Look through the records and report how many lines include the word "segment", with no other words.
"""
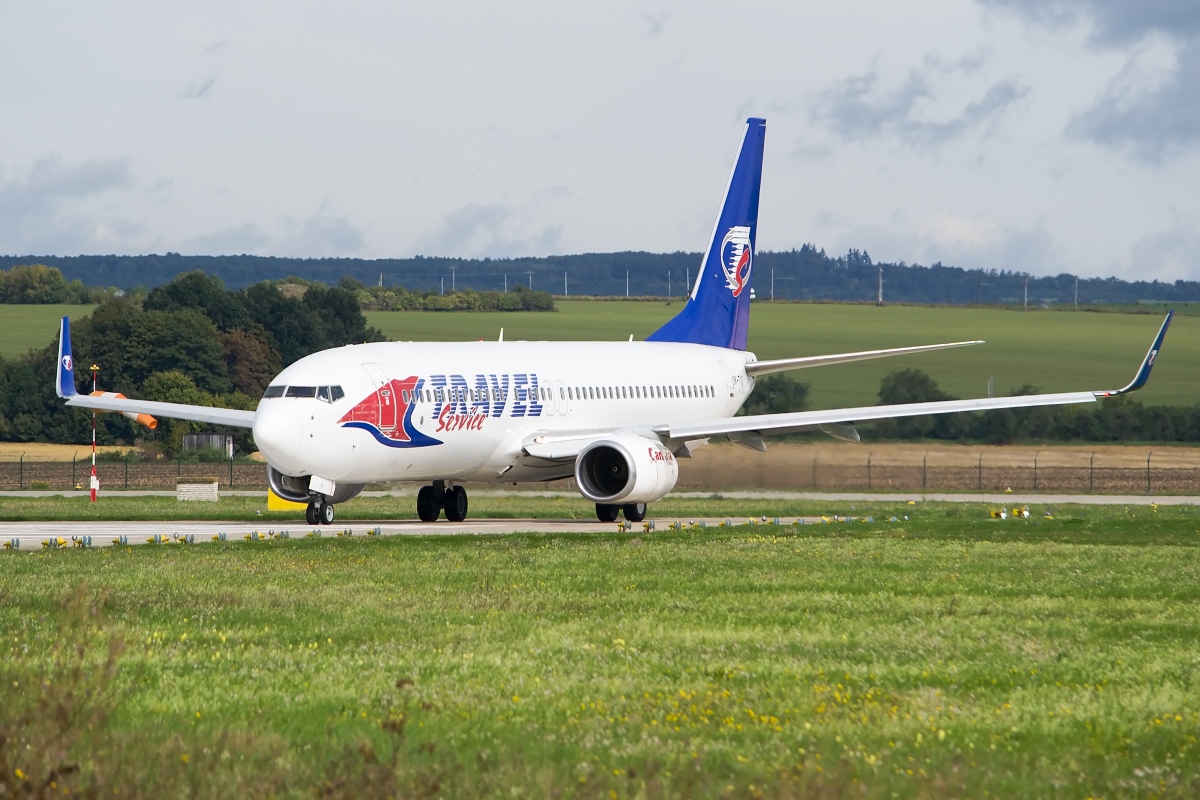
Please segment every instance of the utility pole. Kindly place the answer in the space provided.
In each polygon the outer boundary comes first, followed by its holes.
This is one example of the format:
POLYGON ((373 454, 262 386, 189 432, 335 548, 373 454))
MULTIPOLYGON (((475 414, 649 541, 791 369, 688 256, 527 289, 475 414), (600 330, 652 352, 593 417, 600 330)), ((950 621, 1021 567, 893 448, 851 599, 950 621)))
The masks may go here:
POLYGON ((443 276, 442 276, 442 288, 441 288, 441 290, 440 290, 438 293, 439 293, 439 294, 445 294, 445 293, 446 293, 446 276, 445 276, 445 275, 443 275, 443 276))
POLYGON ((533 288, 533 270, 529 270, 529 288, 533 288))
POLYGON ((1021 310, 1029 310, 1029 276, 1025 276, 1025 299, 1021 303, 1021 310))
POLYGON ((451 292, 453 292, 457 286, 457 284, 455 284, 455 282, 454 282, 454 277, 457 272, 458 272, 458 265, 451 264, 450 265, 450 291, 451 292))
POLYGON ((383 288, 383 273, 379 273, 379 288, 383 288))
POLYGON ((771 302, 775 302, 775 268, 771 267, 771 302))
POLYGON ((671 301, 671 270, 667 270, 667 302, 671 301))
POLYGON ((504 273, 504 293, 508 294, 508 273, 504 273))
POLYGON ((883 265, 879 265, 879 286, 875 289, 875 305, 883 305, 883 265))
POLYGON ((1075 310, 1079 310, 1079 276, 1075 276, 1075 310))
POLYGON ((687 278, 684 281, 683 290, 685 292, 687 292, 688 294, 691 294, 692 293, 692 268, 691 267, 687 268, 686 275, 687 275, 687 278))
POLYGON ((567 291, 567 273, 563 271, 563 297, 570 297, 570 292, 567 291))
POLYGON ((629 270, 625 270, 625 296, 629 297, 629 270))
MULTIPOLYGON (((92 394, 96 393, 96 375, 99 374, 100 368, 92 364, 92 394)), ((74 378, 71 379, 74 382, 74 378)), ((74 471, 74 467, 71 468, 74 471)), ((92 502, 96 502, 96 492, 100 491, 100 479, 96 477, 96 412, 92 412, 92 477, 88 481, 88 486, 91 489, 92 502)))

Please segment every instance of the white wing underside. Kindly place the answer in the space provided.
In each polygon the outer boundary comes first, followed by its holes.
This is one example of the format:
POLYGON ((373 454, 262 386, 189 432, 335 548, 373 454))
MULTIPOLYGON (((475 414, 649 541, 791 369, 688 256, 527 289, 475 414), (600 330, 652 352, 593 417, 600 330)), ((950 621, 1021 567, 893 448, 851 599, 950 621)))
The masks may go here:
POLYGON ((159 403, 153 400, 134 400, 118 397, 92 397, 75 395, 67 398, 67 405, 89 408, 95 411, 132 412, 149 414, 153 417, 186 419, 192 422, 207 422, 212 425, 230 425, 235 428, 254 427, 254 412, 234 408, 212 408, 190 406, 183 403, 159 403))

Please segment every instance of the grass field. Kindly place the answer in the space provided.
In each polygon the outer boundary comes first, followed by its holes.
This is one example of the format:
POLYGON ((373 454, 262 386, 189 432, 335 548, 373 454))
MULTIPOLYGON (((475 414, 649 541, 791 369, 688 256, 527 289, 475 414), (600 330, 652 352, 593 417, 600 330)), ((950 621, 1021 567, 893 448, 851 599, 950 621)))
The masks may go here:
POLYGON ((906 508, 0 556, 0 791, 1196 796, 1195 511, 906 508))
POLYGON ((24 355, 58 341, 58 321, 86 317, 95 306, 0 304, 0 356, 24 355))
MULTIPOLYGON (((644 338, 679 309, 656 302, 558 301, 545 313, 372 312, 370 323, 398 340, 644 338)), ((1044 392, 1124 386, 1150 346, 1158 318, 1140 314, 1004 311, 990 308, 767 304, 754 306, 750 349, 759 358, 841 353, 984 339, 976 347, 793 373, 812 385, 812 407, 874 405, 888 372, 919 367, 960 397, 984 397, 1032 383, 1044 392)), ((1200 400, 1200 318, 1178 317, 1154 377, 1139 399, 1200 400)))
"""
"""
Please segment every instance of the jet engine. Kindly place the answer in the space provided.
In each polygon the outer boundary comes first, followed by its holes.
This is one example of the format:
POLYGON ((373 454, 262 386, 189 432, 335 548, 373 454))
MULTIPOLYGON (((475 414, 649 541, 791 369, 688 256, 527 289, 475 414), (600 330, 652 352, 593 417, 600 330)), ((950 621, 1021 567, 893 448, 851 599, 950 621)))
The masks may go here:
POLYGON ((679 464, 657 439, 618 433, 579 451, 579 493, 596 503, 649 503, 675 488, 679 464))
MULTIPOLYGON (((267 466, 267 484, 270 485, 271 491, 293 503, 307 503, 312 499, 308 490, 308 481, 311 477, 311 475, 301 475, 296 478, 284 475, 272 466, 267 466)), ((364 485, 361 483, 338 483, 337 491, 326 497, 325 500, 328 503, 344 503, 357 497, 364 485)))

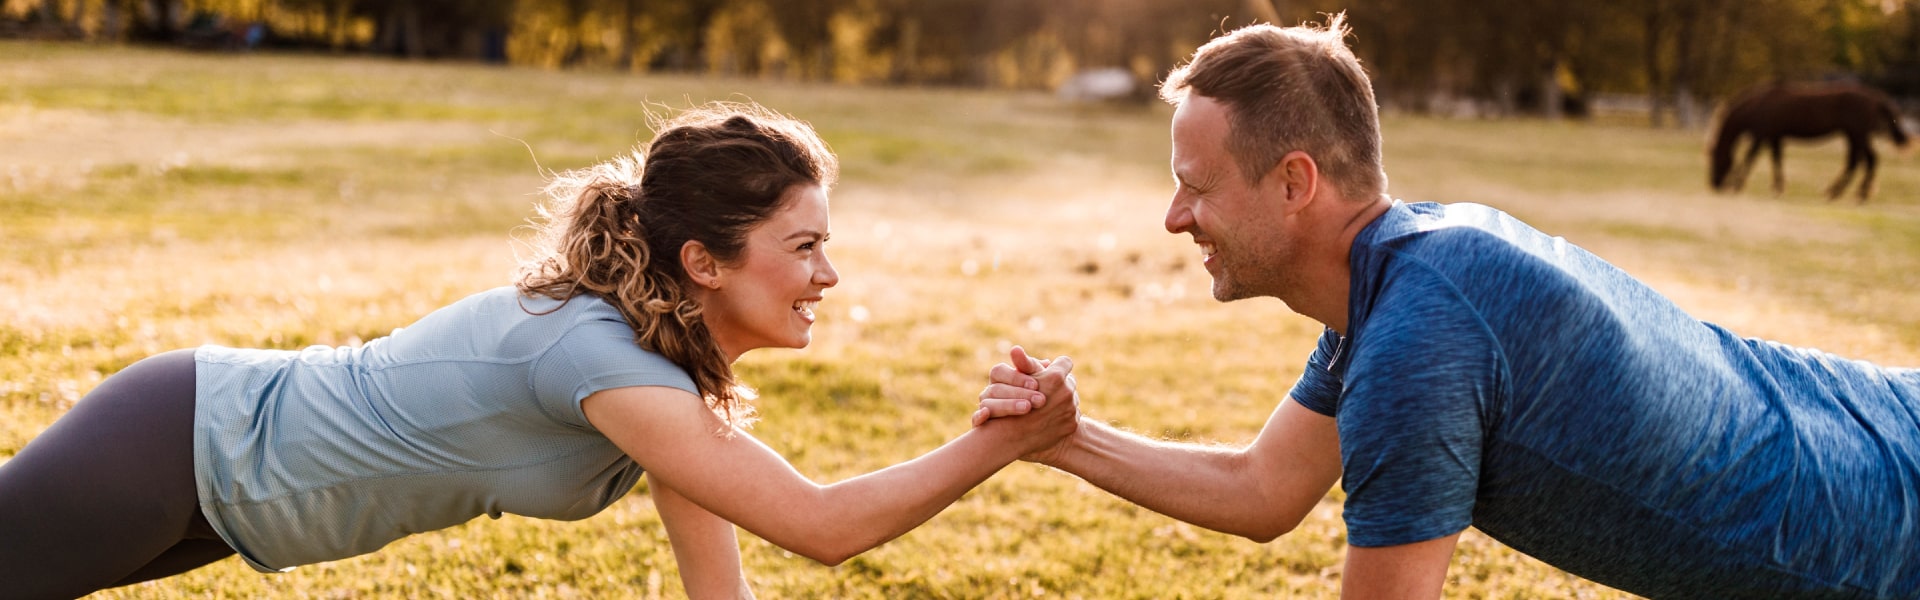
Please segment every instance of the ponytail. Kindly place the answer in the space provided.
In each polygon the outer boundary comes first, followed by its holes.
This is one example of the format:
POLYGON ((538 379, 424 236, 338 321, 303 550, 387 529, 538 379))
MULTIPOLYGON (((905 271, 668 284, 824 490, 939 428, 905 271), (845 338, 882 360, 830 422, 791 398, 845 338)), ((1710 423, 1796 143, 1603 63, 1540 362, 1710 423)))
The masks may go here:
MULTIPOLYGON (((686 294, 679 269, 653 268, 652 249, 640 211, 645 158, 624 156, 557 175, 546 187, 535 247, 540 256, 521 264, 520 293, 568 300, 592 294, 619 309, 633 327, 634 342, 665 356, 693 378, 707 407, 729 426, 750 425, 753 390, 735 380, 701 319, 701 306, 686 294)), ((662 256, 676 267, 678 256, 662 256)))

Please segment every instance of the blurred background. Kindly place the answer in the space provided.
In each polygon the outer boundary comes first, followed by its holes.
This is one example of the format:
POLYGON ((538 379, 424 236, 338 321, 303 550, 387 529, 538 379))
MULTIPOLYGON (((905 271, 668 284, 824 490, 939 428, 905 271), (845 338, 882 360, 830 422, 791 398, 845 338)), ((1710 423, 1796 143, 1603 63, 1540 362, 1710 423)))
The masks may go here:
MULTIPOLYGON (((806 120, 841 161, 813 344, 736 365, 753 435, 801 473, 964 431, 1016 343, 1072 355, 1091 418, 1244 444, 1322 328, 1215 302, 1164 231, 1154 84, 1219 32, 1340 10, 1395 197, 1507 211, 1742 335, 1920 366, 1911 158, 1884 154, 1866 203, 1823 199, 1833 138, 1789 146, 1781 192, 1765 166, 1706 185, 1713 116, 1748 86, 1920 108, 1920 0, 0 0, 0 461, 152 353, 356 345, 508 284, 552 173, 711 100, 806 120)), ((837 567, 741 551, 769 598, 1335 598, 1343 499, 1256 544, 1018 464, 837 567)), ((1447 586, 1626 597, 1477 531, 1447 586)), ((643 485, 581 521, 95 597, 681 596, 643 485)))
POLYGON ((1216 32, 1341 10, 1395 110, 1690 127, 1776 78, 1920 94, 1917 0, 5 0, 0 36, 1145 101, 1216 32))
"""
EXPECTED OUTPUT ▸
6